ACTIVITY> Using the listing below, print the line that contains "bbox: black high heel shoe" and each line after it, exactly as shown, through the final one.

ENTRIES SHOWN>
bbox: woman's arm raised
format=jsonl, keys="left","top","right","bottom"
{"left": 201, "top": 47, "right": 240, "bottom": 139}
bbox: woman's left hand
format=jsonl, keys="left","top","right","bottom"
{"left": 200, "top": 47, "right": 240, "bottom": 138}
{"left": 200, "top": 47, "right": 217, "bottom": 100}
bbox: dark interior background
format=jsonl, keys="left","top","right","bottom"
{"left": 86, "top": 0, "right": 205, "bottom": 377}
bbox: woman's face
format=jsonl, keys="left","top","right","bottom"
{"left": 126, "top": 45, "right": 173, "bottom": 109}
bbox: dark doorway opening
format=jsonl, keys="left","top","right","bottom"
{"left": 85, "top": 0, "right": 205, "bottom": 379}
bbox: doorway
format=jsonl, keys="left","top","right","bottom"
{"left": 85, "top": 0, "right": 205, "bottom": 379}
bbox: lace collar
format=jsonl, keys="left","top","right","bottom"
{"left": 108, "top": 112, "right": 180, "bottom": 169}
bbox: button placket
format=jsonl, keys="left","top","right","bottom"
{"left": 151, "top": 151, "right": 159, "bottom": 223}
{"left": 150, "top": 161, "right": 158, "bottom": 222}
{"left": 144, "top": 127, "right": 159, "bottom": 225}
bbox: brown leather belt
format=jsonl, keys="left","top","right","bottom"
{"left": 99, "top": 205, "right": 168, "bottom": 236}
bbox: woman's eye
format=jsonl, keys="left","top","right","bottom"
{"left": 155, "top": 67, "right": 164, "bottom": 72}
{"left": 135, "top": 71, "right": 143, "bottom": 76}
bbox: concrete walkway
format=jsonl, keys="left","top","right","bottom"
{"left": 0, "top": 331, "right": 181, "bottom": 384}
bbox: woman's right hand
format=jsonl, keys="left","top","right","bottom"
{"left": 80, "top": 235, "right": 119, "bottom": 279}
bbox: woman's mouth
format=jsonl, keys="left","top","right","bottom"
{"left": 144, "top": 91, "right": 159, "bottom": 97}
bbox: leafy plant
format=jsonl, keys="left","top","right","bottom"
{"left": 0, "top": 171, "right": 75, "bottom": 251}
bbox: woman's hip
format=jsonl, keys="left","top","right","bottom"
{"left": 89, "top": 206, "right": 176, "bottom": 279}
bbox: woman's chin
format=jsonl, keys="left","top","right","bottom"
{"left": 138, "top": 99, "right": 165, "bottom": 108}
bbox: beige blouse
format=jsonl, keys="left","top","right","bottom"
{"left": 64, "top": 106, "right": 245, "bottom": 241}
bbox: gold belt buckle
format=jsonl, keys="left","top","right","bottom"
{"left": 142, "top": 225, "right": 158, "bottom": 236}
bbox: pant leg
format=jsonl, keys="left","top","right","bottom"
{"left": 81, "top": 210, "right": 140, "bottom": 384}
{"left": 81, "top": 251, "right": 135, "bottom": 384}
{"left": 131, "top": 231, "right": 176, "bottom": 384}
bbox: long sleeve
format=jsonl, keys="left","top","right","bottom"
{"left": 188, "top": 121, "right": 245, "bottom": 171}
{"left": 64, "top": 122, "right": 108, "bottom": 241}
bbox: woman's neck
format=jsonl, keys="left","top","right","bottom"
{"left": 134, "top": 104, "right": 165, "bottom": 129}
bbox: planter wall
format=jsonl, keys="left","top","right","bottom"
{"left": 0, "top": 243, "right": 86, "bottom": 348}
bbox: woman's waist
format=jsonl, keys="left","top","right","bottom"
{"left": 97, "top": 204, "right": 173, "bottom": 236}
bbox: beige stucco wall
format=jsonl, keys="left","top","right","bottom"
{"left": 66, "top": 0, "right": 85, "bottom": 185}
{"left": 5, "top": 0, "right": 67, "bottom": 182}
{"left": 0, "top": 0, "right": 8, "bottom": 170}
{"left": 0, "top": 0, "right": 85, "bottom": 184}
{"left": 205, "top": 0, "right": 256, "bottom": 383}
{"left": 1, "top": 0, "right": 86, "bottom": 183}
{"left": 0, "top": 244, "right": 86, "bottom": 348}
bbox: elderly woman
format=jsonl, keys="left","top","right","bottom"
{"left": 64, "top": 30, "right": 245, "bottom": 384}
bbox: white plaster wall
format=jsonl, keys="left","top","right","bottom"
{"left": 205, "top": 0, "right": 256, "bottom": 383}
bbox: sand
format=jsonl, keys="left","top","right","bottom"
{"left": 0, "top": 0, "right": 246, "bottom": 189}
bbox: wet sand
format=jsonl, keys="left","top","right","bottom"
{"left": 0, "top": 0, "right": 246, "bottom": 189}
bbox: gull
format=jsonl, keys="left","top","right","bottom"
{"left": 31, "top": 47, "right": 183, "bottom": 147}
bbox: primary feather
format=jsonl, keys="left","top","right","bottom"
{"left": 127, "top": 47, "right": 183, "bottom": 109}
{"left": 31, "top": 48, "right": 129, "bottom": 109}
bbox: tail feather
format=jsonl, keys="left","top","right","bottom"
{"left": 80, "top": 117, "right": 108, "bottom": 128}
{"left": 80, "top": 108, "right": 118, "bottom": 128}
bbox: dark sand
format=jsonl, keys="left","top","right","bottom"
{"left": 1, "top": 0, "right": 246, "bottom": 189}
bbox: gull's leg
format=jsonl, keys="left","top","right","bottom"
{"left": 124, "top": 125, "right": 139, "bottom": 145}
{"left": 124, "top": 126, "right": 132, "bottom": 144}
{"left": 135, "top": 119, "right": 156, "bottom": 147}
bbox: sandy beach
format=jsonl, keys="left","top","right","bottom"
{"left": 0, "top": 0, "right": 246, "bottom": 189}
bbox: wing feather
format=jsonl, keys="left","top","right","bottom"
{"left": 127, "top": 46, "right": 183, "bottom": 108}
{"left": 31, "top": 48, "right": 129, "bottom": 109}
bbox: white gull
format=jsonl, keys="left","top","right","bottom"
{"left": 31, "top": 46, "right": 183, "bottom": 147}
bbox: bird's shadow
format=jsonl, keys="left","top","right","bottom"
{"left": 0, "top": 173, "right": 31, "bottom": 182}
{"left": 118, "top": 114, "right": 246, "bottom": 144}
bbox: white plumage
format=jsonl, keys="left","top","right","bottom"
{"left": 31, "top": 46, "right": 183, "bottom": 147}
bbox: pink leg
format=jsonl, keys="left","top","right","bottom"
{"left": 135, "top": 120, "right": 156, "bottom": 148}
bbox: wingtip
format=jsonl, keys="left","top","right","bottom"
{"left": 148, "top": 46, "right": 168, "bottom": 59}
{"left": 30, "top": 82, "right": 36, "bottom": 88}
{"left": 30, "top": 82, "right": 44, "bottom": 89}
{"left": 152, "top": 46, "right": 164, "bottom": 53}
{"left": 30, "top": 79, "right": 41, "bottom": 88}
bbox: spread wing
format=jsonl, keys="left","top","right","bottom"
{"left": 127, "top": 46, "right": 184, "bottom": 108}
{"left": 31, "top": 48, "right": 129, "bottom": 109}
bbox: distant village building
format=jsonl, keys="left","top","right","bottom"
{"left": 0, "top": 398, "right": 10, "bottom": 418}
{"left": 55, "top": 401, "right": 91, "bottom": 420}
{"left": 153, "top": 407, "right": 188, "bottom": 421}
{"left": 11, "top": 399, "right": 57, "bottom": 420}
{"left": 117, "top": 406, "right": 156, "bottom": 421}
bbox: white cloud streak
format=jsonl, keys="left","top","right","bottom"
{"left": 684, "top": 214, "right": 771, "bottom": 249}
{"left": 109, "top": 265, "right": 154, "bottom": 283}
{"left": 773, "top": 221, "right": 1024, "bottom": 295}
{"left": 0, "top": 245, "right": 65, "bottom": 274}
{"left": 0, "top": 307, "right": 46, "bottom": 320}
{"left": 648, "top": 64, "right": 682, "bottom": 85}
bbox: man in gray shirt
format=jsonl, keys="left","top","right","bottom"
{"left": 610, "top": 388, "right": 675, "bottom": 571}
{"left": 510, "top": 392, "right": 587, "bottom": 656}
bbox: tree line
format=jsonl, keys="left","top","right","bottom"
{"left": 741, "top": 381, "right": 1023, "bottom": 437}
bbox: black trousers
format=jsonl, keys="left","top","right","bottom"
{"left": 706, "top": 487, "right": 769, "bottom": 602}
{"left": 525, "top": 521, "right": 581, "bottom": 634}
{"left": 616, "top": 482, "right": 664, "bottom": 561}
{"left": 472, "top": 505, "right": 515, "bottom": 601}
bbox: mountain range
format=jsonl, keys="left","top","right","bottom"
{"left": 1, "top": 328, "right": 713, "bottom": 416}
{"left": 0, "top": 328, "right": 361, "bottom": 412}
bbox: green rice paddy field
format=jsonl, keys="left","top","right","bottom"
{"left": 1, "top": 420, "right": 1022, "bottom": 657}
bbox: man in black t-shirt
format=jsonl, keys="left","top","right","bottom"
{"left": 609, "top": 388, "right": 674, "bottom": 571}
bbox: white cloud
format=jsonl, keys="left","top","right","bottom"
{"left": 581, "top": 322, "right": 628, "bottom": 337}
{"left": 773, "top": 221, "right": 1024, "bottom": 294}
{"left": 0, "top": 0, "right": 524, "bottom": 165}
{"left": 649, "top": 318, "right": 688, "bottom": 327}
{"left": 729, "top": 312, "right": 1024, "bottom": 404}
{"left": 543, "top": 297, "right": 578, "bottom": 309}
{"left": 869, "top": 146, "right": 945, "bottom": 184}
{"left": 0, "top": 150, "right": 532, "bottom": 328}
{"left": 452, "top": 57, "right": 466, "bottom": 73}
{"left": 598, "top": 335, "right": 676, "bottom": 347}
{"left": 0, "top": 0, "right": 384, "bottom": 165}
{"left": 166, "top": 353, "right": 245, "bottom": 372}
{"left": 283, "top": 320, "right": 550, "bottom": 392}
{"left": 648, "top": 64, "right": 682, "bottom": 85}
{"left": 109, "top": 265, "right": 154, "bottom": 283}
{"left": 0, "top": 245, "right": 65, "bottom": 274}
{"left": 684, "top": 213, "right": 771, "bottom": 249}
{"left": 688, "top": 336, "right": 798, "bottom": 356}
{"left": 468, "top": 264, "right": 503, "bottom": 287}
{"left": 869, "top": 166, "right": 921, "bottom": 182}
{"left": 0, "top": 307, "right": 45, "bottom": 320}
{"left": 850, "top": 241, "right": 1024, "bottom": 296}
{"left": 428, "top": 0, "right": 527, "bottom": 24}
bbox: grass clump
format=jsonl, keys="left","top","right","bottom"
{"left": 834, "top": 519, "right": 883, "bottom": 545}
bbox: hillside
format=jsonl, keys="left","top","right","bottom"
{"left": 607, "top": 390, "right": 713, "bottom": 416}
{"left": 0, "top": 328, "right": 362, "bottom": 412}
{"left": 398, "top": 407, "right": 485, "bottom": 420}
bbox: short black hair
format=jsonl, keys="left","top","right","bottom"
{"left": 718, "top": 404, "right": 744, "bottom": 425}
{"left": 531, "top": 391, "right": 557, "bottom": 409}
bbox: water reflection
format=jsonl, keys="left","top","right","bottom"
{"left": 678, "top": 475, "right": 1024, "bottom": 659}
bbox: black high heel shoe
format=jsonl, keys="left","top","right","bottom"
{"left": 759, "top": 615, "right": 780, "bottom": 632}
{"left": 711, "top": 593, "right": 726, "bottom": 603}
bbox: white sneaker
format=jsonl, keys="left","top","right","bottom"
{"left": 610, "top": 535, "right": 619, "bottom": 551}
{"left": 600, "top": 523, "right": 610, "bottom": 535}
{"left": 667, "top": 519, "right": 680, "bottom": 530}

ANSWER TO THE EXERCISE>
bbox: black high heel shoe
format=jsonl, keys="left","top","right","bottom"
{"left": 759, "top": 615, "right": 780, "bottom": 632}
{"left": 711, "top": 593, "right": 726, "bottom": 603}
bbox: white sneaker
format=jsonl, keys="left","top","right","bottom"
{"left": 610, "top": 535, "right": 619, "bottom": 551}
{"left": 600, "top": 523, "right": 610, "bottom": 535}
{"left": 667, "top": 519, "right": 680, "bottom": 530}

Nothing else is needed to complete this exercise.